Start Material supplied
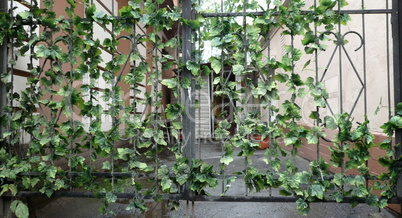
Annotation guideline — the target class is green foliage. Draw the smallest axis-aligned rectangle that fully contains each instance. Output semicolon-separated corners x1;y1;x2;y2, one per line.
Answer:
0;0;402;217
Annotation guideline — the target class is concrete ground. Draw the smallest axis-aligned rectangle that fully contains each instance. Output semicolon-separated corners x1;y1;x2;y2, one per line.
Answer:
35;142;394;218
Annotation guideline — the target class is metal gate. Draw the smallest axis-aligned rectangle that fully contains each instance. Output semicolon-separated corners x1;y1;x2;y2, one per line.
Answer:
0;0;402;217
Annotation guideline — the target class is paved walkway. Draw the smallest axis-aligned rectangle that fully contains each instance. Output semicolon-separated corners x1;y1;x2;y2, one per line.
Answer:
36;142;394;218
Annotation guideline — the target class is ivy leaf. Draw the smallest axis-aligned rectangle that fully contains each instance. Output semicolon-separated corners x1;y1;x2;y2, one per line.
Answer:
10;200;29;218
332;173;344;187
220;156;233;165
165;103;184;120
296;198;310;216
105;192;117;203
46;166;57;178
161;78;179;89
233;64;245;76
102;161;112;170
353;185;369;198
279;189;292;196
307;132;318;144
186;61;200;76
209;57;222;74
310;184;325;200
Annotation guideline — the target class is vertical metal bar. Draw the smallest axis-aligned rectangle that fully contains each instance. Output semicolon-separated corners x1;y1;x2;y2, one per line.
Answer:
314;0;320;161
385;0;392;121
337;0;345;174
0;0;8;147
182;0;195;192
392;0;402;197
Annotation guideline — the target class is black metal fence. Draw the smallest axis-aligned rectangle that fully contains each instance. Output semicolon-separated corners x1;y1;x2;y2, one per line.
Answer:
0;0;402;217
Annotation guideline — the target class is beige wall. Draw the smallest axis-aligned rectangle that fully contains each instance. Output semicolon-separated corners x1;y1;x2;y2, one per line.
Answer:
270;1;393;131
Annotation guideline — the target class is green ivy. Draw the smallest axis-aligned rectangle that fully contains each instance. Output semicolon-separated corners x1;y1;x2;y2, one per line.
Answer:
0;0;402;217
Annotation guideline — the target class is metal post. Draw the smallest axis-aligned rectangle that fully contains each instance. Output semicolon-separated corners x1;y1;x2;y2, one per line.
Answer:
0;0;8;147
182;0;195;191
392;0;402;197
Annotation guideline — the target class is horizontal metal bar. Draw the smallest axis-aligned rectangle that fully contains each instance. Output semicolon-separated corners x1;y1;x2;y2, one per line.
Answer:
18;172;387;180
201;9;392;17
18;172;148;178
11;191;402;204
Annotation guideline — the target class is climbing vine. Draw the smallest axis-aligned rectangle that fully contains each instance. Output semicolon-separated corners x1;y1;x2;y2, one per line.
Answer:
0;0;402;217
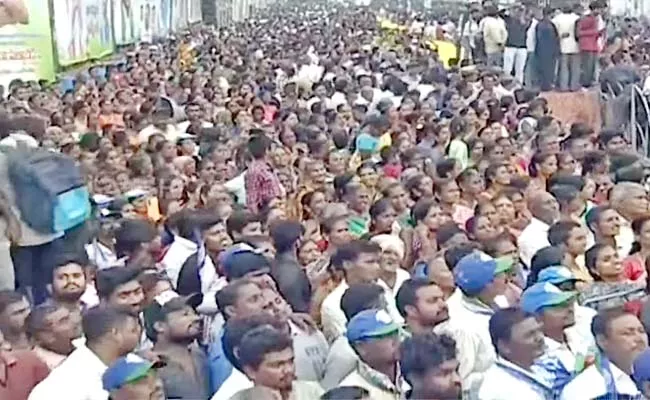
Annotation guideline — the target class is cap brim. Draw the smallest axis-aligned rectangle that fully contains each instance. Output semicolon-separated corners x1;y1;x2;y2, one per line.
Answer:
120;361;160;386
357;322;399;341
542;292;578;308
540;277;582;285
494;257;515;275
185;293;203;308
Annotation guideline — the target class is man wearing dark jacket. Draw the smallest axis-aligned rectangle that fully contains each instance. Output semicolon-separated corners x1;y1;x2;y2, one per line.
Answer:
270;221;311;313
503;5;530;84
535;8;560;92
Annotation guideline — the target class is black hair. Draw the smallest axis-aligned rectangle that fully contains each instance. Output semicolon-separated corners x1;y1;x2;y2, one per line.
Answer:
591;308;636;343
369;197;393;220
239;325;293;369
25;302;61;338
395;278;434;318
215;279;257;321
95;267;140;299
582;150;607;176
598;129;625;147
221;313;282;372
81;305;137;344
0;290;25;314
400;332;456;386
481;232;516;257
548;221;581;246
248;134;270;160
341;283;384;321
115;219;158;258
331;240;381;271
321;215;348;235
411;199;440;224
546;172;585;191
52;250;90;275
528;150;557;178
226;210;260;238
443;242;479;271
489;307;531;354
630;216;650;255
526;246;564;287
436;221;467;249
270;221;305;253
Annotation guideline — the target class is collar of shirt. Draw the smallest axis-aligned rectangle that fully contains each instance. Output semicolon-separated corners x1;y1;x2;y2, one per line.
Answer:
528;217;550;232
357;360;402;394
460;294;494;315
32;346;67;370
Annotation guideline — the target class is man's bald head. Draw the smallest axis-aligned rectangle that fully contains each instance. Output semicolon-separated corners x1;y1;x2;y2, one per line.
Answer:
528;191;560;225
609;182;650;222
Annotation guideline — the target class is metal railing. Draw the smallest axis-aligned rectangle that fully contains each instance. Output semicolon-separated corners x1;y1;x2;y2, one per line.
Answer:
625;85;650;158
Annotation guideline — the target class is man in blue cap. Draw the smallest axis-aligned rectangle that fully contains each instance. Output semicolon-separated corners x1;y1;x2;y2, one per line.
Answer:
537;265;596;344
632;349;650;399
520;282;595;394
102;354;165;400
445;251;513;397
339;309;402;400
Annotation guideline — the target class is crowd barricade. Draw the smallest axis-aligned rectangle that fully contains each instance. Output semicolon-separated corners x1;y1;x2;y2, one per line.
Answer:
625;85;650;158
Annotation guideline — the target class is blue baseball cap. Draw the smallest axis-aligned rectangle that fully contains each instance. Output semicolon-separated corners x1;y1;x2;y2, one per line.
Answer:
219;243;271;280
537;265;579;285
454;251;514;296
519;282;578;314
346;310;399;343
356;133;379;152
632;349;650;390
102;354;164;392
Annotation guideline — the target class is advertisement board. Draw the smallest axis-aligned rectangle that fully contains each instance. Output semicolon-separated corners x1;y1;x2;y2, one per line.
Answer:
112;0;139;45
158;0;172;36
137;0;165;42
54;0;114;66
172;0;190;32
187;0;203;24
0;0;54;88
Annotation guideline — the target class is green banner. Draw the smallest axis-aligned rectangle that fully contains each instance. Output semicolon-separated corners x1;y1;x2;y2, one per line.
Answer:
54;0;114;66
0;0;54;88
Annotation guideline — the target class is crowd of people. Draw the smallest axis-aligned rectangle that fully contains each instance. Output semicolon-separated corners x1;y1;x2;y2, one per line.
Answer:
462;0;647;93
0;2;650;400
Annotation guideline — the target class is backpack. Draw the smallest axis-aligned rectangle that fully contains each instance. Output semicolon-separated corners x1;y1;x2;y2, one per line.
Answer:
7;149;90;233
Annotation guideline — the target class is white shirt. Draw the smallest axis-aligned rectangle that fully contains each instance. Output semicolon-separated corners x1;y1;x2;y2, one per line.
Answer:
End Material supplied
• _Do this_
Edit all of the records above by changing every "Annotation guideline" to "Labeling rule" and leaving everything else as it is. Leave the pictures out of your answer.

• _Expected answer_
Labeling rule — the target class is green foliage. Draw the smallest axis-aligned rectangle that fully contains each instance. Output semicolon-separated corners x1;y1;x2;y2, one per line.
Answer:
0;0;402;217
Labeling rule — the target class is concrete ground. Draw the smallest axis-aligned rectangle that fully contains each instance. Output semicolon-separated corners x1;y1;x2;y2, one per line.
Answer:
35;142;394;218
Labeling rule — the target class is metal gate. Draw the smallest axis-aligned rectangle that fully contains each instance. Output semicolon-separated corners x1;y1;x2;y2, one per line.
Answer:
0;0;402;217
Labeling rule — the target class is paved walkway. Draw the smallest axis-aligned rectangle that fully contains each instance. Output semicolon-separated corners x1;y1;x2;y2, one per line.
Answer:
36;142;394;218
Labeling rule — the target class is ivy leaf. Draw the smallest axis-aligned rectangle that fully contains each instance. Output semicolon-separated corners x1;y1;x2;y2, one per line.
Answer:
10;200;29;218
332;173;344;187
220;156;233;165
165;103;184;120
296;198;310;216
105;192;117;203
46;166;57;178
161;78;179;89
233;64;245;76
102;161;112;170
353;185;369;198
279;189;292;196
307;132;318;144
186;61;200;76
209;57;222;74
310;184;325;200
Labeling rule — the target class is vertical metal bar. Draw the smallest axis-aligned rectangle that fully contains each instance. Output semicolon-separated corners x1;y1;x2;y2, one per line.
Answer:
314;0;320;161
385;0;392;121
337;0;345;174
0;0;8;147
182;0;195;192
392;0;402;197
Labeling rule — the target class is black metal fence. Draw the smallest axis-aligned rectangle that fully contains each instance. Output semicolon-separated corners x1;y1;x2;y2, one per line.
Answer:
0;0;402;217
Labeling rule — the target class is beige wall. Draw the smallest axis-aligned rectangle that fully contains each instance. Output semicolon-separated corners x1;y1;x2;y2, one per line.
Answer:
270;1;393;131
Labeling rule — the target class is green ivy. Draw the smallest axis-aligned rectangle that fully contains each instance. Output semicolon-separated corners x1;y1;x2;y2, one per line.
Answer:
0;0;402;217
Labeling rule — the target class is metal post. Draw the smallest axis-aligned rectangle that fully contains each instance. Output semicolon-separated corners x1;y1;x2;y2, one per line.
Answer:
0;0;8;147
182;0;195;191
392;0;402;197
Labeling rule — the target class is horizontal metal bar. Draw the smallest axis-aligned rectangle that fully contains each instance. Output semicolon-separated corners x1;y1;x2;y2, one per line.
Answer:
18;172;387;180
201;9;392;17
18;172;148;178
11;191;402;204
Labeling rule — the target class is climbing vine. Draw the smallest axis-aligned rectangle that fully contains each instance. Output semicolon-separated corners x1;y1;x2;y2, one per line.
Answer:
0;0;402;217
Labeling rule — the target class is cap brim. Draw the smallest axis-aligned rectangle that fully contains each instance. Output semicolon-separated corners x1;y1;x2;y2, one per line.
Answer:
120;361;160;386
357;322;399;341
542;292;578;308
540;277;582;285
494;257;515;275
185;293;203;308
Labeling rule — the target class is man wearing dark jacket. Draw the smallest axis-aligned rectangle that fully contains each instance. Output semicolon-separated corners x1;y1;x2;y2, one per line.
Answer:
270;221;311;313
503;5;530;84
535;8;560;92
Labeling rule — the target class is black hair. Draw the smallest axis-aligned rectangle that fully contains each instance. Output semicolon-separated corners x1;y1;x2;y2, one per line.
Answer:
591;308;636;343
369;197;393;220
239;325;293;369
25;302;61;338
395;278;434;318
215;279;257;321
95;267;140;299
582;150;607;176
598;129;625;147
221;313;282;372
81;305;137;344
0;290;25;314
400;332;456;386
481;232;516;257
548;221;581;246
248;134;270;160
341;283;384;321
115;219;158;258
331;240;381;271
321;215;348;235
411;199;440;224
546;172;585;191
52;250;90;275
528;150;557;178
226;210;260;238
443;242;479;271
489;307;531;354
630;216;650;255
526;246;564;287
436;221;467;249
270;221;305;253
Labeling rule — the target class is collar of shirt. Draw the smallest axis-aligned rectangle that fully contains each instance. Output semicolon-separated corners x1;y1;x2;y2, one per line.
Answer:
528;217;550;232
357;360;402;394
460;294;494;315
32;346;67;370
Labeling rule — the target class is man's bald head. Draw the smallest axis-aligned rectangle that fully contains each instance. Output semicolon-separated corners x1;y1;x2;y2, one per line.
Answer:
528;191;560;225
609;182;650;222
Labeling rule — the target class is metal railing. Draw the smallest axis-aligned rectangle that fully contains each instance. Output semicolon-separated corners x1;y1;x2;y2, one per line.
Answer:
625;85;650;158
Labeling rule — the target class is man in blue cap. Draw the smallest axis-aligned rectangle that fully contains each instance. Output semicolon-separated corners x1;y1;x2;y2, one per line.
Answer:
537;265;596;344
632;349;650;399
520;282;595;394
102;354;165;400
445;251;513;397
339;309;402;400
Labeling rule — the target class is crowd barricade. Draw the smallest axis-aligned rectangle that fully contains each instance. Output semicolon-separated corners x1;y1;x2;y2, one per line.
Answer:
625;85;650;158
Labeling rule — the target class is blue baseball cap. Draw the smallest axis-aligned rectangle that fully contains each instance. Output semicolon-separated corners x1;y1;x2;y2, one per line.
Answer:
219;243;271;280
537;265;579;285
454;251;514;296
519;282;578;314
346;310;399;343
356;133;379;152
632;349;650;390
102;354;164;392
Labeling rule — the target class is advertisement board. Draw the smallest axis-aligned rectangle that fully contains each instance. Output semicolon-separated corners x1;y1;x2;y2, one per line.
Answer:
112;0;139;45
158;0;172;36
137;0;165;42
54;0;114;66
172;0;190;32
187;0;203;24
0;0;54;88
Labeling rule — the target class is green banner. Draw the smallest axis-aligned rectangle that fully contains each instance. Output semicolon-separated corners x1;y1;x2;y2, one per line.
Answer:
54;0;114;66
0;0;54;88
Labeling rule — the target class is crowd of people. Draw the smallest axis-aligned rectangle that fully contains each instance. Output semicolon-separated corners x1;y1;x2;y2, one per line.
Answer:
462;0;647;93
0;2;650;400
Labeling rule — the target class is backpack. Draw the smallest axis-aligned rectangle that fully contains each instance. Output semicolon-separated corners x1;y1;x2;y2, one per line.
Answer:
7;149;90;233
Labeling rule — the target class is white shirt. Draw the smallest axis-aligned rectangle that fully contains each instance. Output semicolon-separated corners x1;y1;x2;y2, one per line.
Answer:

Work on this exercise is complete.